§ RECORDS FOR THE TASK
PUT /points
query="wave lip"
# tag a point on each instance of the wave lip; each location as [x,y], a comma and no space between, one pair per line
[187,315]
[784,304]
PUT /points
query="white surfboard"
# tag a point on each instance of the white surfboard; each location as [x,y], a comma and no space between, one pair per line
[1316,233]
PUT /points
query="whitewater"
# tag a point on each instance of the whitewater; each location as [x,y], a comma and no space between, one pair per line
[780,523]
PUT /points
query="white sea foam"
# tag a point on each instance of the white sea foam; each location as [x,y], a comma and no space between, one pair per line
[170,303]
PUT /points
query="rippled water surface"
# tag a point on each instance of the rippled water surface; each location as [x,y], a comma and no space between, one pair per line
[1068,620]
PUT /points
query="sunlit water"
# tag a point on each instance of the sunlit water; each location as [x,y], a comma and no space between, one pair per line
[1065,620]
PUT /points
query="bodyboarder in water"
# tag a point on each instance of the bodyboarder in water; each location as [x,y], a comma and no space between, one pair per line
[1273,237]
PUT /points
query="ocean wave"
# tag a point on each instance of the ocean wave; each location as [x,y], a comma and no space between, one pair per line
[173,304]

§ GIVEN TASK
Copy every line exactly. Leave nothing out.

§ RESULT OF THE TASK
PUT /points
query="wave lip"
# tag a point on each instance of the wave lip; each location as [x,y], a comma and no space between, one pair per line
[187,315]
[784,304]
PUT /points
query="white surfboard"
# tag a point on each instance of the white surfboard; each location as [x,y], a comma and no space between, one pair per line
[1316,233]
PUT /points
query="whitewater"
# tag a point on each instance of the whitewater; each location as [x,y], a comma and no space between, one pair per line
[780,523]
PUT /points
query="white sea foam"
# tag a point on each instance of the white sea foam; each location as [x,y], a comma and no space between, one pair per line
[170,303]
PUT /points
query="rippled water surface"
# tag a point on each instance of the rippled water surface; each location as [x,y], a comma and no space between, one pair per line
[1068,620]
PUT /points
query="sunlit water"
# tag a point on each instance of the sunlit water; each location as [x,y], a comma and no space between, one pair per line
[1065,620]
PUT /points
query="bodyboarder in water"
# tag a point on each instance of the bodyboarder in water; each location as [x,y], a comma and no space between, one pair per line
[1273,237]
PUT /points
query="ocean wave"
# tag a point on each instance of the ocean wave; each location as [x,y], a comma and no space between, one pair per line
[173,304]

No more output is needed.